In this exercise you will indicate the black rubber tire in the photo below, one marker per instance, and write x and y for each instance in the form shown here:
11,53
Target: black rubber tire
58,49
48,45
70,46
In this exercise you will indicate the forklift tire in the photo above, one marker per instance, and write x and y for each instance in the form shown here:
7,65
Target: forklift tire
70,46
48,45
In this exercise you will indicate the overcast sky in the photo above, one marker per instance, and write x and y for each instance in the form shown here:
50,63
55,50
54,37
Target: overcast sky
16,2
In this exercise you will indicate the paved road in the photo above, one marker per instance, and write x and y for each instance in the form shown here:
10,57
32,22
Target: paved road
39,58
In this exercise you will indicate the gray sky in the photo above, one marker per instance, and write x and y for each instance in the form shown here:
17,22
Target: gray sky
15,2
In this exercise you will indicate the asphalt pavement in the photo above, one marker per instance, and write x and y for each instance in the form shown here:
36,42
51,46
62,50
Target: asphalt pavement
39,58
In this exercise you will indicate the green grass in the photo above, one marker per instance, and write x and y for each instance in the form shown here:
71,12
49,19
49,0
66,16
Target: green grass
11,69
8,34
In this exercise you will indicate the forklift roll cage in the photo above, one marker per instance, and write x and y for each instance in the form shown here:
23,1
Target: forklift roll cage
# # # #
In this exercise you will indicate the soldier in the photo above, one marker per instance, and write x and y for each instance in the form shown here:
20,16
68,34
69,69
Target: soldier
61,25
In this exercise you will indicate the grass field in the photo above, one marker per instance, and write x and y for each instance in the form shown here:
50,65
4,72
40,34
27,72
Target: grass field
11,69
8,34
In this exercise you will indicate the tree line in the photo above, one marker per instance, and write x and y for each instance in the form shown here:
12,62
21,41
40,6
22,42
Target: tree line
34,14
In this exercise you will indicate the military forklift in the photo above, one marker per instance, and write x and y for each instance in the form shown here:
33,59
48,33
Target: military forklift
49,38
# # # #
» WHAT YOU WILL DO
Reproduce word for word everything in the records above from the line containing "In this exercise you will indicate the forklift roll" down to the line containing "Target: forklift roll cage", including both of those lines.

» RESPONSE
In this exercise you will indicate the forklift roll cage in the photo above, one marker per instance, and write x and y for each instance in the form shown here:
23,1
Target: forklift roll cage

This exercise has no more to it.